● **WHAT TO PRODUCE**
Collect every line in the rows below that contains the string "striped", and copy each one unchanged. Case counts.

● **RECORDS FOR THE EXERCISE**
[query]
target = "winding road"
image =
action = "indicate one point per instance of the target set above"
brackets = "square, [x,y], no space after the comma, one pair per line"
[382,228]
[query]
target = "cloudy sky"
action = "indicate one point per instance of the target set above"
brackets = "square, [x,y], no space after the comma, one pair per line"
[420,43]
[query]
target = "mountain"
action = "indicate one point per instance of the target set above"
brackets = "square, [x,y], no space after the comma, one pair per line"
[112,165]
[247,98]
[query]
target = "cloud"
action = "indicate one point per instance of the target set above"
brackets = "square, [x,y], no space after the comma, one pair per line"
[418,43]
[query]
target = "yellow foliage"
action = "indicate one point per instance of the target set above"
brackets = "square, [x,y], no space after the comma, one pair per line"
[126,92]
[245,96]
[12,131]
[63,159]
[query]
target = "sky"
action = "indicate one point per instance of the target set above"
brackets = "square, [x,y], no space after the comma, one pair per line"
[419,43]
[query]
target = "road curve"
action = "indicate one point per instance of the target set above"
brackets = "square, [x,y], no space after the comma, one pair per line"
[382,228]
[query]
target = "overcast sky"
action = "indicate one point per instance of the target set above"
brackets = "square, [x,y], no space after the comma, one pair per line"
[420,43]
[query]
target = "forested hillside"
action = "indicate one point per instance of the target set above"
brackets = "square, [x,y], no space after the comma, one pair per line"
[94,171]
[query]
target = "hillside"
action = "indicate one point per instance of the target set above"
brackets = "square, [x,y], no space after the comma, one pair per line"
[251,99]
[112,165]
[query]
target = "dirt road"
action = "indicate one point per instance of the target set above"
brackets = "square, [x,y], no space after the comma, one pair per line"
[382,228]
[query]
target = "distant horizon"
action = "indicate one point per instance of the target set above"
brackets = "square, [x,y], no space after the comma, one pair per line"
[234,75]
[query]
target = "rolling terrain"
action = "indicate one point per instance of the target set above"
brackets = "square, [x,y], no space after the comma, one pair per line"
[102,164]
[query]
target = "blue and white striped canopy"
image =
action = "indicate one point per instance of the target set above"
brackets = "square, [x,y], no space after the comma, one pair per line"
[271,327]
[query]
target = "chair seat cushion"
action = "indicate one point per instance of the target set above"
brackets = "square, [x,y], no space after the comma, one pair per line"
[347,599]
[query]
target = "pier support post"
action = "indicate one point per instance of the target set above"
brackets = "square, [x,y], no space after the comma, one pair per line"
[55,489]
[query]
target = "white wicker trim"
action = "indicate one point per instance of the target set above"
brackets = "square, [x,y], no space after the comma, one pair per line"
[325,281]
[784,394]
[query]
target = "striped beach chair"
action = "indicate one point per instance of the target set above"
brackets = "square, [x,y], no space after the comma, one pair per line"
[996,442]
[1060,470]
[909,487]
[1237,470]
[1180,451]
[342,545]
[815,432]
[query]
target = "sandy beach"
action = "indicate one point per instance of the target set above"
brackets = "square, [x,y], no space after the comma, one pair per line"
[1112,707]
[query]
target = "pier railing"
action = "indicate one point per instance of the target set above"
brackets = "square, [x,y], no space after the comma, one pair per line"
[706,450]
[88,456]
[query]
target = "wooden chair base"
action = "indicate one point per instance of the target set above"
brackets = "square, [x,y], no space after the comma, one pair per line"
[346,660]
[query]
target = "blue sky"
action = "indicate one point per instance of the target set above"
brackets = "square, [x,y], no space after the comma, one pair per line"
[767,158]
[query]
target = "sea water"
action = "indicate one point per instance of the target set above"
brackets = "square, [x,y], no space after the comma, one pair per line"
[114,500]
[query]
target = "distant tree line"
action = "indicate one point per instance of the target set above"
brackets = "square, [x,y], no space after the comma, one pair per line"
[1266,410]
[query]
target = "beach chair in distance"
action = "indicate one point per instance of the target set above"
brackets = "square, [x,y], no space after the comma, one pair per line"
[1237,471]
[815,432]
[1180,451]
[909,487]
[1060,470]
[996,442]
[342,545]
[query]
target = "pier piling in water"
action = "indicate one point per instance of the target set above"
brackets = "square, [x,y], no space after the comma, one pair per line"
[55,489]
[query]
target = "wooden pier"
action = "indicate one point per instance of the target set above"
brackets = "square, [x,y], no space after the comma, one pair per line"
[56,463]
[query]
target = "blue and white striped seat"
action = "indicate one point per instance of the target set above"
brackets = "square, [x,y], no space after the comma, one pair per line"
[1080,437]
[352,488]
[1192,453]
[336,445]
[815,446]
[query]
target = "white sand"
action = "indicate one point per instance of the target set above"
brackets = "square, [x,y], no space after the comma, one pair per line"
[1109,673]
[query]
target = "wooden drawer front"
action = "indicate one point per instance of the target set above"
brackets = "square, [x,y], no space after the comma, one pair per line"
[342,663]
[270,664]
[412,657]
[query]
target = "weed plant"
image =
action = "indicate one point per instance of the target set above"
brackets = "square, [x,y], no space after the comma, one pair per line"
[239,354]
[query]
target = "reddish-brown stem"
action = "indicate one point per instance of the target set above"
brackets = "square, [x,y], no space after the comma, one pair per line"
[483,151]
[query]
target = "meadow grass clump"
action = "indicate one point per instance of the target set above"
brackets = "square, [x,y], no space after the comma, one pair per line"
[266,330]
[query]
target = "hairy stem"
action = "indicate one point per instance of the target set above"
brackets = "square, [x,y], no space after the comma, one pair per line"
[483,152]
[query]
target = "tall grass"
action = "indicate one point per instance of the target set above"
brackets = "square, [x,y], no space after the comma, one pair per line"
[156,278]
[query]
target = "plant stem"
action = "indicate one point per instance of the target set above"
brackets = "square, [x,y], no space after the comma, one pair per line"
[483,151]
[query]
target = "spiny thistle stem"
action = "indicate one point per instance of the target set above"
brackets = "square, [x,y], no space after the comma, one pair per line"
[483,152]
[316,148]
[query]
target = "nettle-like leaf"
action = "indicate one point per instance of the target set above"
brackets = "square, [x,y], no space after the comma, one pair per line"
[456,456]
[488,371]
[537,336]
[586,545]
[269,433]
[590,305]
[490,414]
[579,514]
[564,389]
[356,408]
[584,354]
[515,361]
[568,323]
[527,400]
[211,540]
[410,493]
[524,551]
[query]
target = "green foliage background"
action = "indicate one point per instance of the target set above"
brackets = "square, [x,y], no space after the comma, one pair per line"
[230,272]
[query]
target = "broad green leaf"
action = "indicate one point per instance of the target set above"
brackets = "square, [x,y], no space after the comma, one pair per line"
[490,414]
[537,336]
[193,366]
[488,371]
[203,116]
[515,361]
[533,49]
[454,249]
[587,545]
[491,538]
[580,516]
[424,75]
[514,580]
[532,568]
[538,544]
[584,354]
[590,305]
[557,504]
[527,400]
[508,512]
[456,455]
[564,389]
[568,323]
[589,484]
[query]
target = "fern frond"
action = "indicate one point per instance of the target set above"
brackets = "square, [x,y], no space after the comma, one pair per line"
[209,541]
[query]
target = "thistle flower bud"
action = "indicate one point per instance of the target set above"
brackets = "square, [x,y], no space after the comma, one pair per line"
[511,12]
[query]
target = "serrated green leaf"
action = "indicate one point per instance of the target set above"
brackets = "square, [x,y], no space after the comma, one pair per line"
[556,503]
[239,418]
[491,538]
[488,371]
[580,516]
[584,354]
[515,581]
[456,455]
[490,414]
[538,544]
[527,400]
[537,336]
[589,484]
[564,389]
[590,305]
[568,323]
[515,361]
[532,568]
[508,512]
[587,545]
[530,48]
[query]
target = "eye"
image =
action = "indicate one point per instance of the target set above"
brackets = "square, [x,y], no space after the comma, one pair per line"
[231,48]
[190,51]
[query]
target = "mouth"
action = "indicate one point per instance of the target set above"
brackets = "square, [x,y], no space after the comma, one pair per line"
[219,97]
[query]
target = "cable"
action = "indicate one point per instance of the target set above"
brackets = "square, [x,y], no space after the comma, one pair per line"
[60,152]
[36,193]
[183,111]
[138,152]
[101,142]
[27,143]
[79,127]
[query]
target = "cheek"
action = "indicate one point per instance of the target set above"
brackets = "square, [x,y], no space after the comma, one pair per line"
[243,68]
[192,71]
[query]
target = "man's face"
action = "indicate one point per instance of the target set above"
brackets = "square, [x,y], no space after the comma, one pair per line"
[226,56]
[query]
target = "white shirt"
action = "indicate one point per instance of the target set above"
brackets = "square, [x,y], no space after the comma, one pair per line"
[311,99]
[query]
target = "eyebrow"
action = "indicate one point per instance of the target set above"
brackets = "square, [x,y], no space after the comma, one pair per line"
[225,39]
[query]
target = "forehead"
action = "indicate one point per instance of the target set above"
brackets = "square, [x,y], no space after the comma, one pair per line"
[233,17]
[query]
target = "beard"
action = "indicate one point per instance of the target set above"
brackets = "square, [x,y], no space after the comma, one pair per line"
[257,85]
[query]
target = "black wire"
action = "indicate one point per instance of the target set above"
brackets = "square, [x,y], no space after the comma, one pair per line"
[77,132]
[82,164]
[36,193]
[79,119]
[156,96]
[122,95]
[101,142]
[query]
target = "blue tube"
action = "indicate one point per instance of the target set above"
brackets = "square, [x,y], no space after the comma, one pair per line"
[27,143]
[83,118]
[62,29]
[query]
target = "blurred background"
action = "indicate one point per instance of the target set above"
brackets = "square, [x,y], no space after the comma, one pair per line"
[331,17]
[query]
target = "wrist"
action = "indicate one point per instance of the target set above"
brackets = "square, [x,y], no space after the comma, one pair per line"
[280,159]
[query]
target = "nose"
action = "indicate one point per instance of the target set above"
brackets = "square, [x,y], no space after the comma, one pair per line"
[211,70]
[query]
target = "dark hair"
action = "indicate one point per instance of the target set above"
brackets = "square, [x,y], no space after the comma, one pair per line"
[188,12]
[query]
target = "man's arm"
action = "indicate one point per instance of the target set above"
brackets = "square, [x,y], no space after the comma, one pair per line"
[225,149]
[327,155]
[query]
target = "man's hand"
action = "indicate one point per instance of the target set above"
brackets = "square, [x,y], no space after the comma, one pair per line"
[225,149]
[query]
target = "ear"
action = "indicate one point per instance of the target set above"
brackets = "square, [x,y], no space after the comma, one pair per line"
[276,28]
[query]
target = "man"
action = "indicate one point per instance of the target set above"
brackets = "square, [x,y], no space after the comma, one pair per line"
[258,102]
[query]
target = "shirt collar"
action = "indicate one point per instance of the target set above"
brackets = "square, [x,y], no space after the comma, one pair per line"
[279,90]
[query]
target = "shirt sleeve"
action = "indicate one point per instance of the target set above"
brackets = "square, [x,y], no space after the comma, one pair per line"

● **PROBLEM SOLUTION**
target = "blue and white striped canopy"
target = "striped beach chair"
target = "blue and white striped seat"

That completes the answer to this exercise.